[Records drawn from a dataset]
=== Begin Enclosure ===

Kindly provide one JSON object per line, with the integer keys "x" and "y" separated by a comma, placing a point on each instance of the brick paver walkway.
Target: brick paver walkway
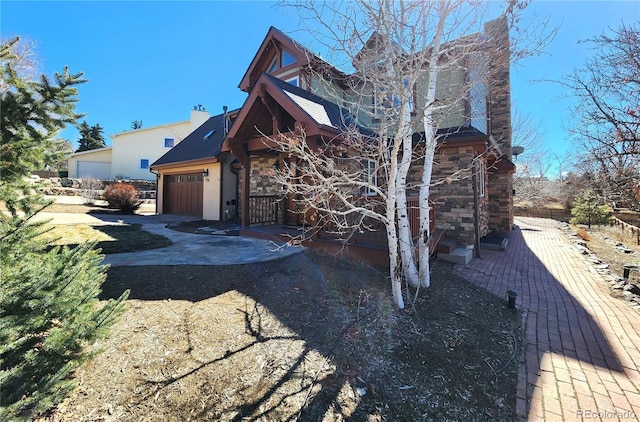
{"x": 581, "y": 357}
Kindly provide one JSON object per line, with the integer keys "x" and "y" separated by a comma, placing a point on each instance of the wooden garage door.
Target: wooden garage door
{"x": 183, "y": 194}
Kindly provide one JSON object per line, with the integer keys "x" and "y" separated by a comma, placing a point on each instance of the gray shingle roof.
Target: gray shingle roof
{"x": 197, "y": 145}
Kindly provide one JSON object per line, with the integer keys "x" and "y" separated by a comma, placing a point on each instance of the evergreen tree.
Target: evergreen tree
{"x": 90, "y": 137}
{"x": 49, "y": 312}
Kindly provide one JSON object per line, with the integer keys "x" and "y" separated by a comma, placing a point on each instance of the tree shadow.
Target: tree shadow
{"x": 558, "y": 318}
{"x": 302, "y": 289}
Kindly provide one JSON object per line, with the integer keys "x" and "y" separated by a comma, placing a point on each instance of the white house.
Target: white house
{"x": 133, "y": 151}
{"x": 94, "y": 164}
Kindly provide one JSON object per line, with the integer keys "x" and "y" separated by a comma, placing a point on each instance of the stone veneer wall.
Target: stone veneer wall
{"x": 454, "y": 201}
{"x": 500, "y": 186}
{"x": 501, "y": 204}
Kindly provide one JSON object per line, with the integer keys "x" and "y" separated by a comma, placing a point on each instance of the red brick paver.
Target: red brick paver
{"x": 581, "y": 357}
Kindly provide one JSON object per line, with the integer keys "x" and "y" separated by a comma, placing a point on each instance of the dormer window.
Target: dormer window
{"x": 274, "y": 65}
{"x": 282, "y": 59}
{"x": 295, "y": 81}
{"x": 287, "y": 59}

=== End Enclosure ===
=== Begin Enclosure ===

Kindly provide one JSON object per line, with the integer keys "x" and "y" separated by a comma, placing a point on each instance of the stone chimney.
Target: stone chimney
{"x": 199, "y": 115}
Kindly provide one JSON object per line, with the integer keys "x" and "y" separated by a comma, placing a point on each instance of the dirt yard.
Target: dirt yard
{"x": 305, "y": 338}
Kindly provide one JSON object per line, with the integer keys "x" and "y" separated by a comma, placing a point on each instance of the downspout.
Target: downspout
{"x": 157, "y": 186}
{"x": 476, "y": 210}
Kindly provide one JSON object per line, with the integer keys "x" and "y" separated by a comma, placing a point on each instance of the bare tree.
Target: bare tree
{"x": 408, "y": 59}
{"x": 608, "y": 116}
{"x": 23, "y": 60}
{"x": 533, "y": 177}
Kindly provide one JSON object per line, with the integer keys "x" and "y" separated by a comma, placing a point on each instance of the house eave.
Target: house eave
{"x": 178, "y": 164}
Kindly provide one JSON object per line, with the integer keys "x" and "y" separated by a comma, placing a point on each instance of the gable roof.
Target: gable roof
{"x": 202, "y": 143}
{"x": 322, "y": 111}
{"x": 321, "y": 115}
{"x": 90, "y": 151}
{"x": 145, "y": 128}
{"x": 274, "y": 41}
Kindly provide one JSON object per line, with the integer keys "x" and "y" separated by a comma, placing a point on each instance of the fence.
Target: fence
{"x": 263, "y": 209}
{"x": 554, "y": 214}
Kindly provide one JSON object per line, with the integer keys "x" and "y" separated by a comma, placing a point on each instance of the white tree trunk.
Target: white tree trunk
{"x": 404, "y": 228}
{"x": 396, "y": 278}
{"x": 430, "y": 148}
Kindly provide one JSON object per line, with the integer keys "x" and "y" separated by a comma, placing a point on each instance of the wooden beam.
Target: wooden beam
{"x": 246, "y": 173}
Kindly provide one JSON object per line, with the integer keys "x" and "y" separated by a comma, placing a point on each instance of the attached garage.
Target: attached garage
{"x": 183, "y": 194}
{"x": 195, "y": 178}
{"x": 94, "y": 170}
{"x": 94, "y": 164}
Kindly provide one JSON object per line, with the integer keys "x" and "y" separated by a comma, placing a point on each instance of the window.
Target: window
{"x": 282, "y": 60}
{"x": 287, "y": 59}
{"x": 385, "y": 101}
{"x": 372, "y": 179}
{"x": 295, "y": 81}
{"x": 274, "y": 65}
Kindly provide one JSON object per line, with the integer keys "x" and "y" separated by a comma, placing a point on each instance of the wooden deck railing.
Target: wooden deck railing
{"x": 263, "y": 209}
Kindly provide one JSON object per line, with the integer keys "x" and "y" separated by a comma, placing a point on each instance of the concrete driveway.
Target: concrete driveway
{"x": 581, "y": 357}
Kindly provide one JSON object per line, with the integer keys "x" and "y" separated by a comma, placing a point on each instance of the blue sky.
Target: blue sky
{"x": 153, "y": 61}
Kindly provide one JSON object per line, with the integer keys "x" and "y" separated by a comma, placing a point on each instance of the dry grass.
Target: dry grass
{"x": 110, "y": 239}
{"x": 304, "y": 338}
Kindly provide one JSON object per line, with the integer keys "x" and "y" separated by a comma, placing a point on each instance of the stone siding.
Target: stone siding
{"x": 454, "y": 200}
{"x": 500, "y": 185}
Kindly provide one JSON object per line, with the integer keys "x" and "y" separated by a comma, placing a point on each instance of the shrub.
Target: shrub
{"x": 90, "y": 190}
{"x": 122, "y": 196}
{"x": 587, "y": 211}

=== End Enclosure ===

**EXERCISE:**
Go to the line with "of the downspout." in the entries above and repeat every line from there through the line with "the gable roof.", exactly and with no other text.

**COMPLETED EXERCISE:**
Kindly provide one JSON object per line, with the integer keys "x" and "y" separated by a comma, placing a point on each instance of the downspout.
Target: downspout
{"x": 157, "y": 186}
{"x": 476, "y": 210}
Kindly provide one JSON object per line, with the integer keys "x" and "y" separated by a comma, placing a point on each instance of the bare tree.
Target: bare tree
{"x": 408, "y": 59}
{"x": 608, "y": 116}
{"x": 23, "y": 60}
{"x": 533, "y": 177}
Kindly provide one JSON object per line, with the integer keys "x" and "y" separated by a comma, placing a point on each instance of the house eave.
Target: house eave
{"x": 178, "y": 164}
Kindly provide one JSON object per line, with the integer keys "x" and "y" separated by a comma, placing a point on each instance of the gable roof.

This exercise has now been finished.